WORK INSTRUCTIONS: Update the items starting at the line containing "Identify dark hair." and ending at the line containing "152 8 250 118" by replacing "man's" with "person's" and leaving everything else unchanged. Return only those lines.
Start MATERIAL
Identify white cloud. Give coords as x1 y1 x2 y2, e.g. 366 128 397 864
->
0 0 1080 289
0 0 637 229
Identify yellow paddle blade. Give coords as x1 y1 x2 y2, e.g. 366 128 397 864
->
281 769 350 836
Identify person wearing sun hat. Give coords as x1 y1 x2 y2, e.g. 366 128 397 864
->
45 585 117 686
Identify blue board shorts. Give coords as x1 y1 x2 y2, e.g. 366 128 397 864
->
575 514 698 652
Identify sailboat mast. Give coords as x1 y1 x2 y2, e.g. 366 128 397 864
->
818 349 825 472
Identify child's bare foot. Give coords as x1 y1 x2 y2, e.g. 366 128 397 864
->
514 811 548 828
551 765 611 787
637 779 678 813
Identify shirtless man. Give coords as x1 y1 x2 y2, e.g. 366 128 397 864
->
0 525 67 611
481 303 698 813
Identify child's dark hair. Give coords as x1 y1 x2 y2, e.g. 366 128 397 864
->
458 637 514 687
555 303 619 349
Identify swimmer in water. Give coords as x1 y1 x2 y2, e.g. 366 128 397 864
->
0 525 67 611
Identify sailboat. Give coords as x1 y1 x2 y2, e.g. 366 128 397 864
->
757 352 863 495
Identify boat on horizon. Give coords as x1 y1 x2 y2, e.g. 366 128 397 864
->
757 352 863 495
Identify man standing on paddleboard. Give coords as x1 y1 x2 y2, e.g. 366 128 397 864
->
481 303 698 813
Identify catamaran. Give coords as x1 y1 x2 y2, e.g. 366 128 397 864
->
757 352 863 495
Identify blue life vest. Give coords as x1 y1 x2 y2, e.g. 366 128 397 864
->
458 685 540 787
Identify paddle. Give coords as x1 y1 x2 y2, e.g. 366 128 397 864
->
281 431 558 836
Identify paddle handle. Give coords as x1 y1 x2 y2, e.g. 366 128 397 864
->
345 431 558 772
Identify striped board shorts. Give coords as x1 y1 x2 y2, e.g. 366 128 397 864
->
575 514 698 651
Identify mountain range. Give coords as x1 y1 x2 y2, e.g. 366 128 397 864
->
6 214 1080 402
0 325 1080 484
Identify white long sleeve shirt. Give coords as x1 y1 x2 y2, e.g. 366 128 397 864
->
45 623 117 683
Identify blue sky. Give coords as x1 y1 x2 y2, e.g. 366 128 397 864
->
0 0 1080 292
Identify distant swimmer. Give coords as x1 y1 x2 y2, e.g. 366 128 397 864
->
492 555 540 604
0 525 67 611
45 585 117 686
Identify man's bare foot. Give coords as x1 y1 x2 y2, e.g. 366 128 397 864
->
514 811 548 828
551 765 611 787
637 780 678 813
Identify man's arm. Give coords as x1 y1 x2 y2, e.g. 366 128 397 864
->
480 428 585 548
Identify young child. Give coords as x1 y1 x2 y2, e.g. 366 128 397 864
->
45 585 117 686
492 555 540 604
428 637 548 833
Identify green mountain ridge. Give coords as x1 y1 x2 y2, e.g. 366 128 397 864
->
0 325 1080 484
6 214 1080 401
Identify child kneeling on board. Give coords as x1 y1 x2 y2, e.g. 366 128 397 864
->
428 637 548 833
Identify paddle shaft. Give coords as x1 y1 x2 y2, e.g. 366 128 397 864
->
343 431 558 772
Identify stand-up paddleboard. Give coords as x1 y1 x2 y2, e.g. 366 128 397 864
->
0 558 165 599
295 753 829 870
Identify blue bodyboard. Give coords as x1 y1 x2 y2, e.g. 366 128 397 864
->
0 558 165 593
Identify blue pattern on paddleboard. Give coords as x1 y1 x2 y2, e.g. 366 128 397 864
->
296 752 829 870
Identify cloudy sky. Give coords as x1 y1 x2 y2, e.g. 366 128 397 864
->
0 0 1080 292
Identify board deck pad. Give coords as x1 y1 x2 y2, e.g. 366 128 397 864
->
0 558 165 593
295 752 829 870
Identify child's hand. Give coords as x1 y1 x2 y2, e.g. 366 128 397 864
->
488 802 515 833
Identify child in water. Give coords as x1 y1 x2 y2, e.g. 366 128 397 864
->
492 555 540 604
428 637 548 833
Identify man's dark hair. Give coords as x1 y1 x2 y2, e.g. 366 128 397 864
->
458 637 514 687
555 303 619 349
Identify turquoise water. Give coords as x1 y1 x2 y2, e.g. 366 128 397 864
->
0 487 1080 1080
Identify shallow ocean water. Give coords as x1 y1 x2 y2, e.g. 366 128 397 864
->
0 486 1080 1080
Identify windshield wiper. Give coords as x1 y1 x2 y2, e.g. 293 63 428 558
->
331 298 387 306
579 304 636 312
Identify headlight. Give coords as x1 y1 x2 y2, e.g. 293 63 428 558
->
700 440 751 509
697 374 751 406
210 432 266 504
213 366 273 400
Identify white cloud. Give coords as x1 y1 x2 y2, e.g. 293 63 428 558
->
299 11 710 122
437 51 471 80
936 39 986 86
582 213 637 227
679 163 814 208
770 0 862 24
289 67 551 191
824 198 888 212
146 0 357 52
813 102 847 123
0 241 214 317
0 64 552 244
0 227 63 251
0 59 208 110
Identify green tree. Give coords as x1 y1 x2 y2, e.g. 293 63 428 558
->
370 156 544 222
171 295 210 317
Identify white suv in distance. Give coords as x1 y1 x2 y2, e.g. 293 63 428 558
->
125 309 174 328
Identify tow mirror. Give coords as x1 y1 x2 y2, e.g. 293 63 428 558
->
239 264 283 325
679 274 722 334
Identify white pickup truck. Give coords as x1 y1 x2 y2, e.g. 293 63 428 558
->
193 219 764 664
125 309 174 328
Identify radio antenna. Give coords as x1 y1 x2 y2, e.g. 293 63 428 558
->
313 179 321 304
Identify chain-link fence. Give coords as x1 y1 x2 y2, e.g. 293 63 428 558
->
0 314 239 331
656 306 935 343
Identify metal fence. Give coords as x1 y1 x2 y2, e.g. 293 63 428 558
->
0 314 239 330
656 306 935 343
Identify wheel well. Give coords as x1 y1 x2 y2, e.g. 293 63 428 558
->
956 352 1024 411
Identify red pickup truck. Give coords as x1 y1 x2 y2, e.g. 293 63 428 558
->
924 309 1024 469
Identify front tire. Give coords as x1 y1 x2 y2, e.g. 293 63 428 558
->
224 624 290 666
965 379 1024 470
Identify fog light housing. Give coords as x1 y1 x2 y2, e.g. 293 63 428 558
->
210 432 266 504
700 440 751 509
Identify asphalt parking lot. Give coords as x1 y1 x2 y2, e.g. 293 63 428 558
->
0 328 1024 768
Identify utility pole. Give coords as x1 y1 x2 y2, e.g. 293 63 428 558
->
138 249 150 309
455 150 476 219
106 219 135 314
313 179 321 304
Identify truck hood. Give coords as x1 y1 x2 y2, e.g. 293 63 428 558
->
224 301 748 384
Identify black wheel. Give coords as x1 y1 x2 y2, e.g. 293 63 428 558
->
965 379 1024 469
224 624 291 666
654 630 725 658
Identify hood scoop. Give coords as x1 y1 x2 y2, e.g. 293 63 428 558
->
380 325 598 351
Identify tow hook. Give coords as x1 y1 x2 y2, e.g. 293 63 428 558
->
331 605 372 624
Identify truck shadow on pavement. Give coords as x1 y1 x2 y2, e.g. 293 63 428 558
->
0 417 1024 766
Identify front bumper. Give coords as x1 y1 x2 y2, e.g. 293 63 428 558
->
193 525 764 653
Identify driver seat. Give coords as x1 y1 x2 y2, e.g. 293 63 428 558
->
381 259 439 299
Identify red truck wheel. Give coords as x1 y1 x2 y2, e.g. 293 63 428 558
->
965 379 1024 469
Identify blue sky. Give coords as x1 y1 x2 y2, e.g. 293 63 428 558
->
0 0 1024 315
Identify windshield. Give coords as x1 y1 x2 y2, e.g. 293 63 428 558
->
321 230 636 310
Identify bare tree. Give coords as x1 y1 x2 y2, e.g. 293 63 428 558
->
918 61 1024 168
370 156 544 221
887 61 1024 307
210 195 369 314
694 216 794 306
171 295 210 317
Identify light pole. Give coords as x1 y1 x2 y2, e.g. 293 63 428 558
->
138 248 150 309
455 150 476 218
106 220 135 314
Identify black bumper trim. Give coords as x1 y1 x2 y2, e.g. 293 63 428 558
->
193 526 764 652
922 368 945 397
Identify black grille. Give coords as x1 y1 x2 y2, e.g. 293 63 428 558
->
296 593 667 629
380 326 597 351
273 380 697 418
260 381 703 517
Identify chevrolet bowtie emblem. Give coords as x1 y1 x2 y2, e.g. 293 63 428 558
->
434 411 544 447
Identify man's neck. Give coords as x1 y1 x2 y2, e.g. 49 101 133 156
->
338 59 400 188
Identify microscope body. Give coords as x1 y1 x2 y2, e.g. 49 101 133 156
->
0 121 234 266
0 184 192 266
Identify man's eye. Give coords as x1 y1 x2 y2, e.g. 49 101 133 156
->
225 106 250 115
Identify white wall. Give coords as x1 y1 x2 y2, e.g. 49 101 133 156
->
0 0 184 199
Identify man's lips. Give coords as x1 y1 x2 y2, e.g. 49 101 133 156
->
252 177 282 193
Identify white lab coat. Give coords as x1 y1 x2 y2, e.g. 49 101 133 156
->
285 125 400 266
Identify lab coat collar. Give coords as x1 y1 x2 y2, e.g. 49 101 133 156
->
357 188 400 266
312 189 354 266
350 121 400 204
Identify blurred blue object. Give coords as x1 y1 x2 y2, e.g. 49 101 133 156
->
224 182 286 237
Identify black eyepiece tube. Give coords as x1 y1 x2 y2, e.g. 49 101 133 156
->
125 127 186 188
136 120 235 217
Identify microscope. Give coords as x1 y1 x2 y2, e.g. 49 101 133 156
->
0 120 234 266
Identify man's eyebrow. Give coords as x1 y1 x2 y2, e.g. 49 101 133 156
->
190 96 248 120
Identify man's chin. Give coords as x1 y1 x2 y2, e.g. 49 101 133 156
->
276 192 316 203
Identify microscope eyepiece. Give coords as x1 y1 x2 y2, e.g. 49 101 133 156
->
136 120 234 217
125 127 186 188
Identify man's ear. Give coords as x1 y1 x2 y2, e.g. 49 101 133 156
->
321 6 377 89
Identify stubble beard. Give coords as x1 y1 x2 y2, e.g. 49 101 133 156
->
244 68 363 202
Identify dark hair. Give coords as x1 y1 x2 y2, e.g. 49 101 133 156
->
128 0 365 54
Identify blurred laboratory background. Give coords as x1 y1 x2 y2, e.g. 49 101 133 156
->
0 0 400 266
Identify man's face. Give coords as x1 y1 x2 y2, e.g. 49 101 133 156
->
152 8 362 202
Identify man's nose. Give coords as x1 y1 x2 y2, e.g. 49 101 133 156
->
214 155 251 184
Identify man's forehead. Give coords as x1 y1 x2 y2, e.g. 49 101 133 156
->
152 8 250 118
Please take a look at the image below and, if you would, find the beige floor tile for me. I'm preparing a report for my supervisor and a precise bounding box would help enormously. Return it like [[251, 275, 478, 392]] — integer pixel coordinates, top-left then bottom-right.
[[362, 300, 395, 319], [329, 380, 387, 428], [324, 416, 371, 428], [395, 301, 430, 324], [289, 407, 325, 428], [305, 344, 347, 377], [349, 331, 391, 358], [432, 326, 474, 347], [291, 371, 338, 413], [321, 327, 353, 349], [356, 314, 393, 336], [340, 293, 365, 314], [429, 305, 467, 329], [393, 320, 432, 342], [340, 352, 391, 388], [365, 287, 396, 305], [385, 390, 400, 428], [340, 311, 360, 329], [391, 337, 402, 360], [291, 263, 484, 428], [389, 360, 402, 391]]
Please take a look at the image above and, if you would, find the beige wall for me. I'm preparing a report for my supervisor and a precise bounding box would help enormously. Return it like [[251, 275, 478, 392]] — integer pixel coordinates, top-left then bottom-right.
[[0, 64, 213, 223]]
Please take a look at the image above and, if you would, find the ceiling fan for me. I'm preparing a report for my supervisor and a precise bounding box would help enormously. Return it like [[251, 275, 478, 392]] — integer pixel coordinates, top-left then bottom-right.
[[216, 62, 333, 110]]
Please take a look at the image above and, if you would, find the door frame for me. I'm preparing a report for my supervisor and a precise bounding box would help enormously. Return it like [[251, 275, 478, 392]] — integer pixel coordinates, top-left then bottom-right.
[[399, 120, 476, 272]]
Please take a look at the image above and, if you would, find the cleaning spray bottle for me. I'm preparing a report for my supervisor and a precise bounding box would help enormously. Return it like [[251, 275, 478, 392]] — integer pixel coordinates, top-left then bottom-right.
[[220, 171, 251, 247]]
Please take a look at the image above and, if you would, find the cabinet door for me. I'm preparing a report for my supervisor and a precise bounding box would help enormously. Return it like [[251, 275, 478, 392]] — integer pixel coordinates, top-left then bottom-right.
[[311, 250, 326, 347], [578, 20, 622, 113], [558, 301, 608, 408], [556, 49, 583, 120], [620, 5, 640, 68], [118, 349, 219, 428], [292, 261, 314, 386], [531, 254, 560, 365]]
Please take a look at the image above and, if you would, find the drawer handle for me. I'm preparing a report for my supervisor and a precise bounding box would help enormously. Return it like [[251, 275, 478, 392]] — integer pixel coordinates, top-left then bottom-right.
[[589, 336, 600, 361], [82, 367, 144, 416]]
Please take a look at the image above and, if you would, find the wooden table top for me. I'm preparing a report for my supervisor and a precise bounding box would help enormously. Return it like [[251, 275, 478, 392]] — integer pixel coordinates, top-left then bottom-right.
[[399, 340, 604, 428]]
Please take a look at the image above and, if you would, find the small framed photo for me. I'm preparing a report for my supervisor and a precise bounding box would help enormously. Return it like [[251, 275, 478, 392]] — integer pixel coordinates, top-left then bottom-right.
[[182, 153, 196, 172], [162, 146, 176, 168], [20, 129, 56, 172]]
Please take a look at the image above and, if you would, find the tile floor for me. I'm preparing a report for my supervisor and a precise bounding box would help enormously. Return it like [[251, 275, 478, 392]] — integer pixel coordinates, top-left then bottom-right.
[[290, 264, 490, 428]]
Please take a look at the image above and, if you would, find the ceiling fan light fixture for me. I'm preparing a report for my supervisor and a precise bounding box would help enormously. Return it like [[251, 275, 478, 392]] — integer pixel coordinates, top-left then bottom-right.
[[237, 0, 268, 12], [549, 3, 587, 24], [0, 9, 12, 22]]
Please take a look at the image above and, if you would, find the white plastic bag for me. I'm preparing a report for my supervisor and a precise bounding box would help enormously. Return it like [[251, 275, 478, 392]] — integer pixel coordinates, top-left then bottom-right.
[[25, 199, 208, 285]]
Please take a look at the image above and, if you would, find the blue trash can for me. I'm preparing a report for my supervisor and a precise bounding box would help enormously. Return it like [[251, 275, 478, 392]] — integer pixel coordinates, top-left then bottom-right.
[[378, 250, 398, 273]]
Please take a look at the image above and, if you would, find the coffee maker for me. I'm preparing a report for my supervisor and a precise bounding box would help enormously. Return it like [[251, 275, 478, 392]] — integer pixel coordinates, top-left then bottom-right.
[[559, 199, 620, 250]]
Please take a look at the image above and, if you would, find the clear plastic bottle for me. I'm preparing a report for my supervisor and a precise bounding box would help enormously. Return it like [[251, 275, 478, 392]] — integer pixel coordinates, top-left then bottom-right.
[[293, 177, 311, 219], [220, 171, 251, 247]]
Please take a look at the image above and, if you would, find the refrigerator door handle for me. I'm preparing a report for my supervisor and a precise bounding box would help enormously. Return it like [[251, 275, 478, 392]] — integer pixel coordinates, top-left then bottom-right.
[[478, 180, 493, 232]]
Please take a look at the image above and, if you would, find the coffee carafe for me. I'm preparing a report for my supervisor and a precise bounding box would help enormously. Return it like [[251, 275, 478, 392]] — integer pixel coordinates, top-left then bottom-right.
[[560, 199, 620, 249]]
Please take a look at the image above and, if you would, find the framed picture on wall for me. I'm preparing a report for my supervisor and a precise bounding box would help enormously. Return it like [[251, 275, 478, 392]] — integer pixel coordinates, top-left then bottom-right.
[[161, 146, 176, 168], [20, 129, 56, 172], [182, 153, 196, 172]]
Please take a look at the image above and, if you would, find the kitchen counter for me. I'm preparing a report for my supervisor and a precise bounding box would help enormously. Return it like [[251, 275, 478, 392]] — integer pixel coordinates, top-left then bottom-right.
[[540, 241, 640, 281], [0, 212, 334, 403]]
End MATERIAL
TASK ANSWER:
Identify dark hair. Give coords as x1 y1 x2 y2, e.g. 49 101 133 156
->
128 0 365 54
Identify blurred laboratory background. Give coords as x1 y1 x2 y2, e.g. 49 101 133 156
->
0 0 400 266
Identify person's face. Give coords as x1 y1 x2 y2, e.g. 49 101 133 156
->
152 8 362 202
Identify person's nose. Give coords as x1 y1 x2 y2, e.g. 49 101 133 156
->
214 155 251 184
Identify person's forehead. Give coords as x1 y1 x2 y2, e.g. 49 101 133 156
->
152 8 250 118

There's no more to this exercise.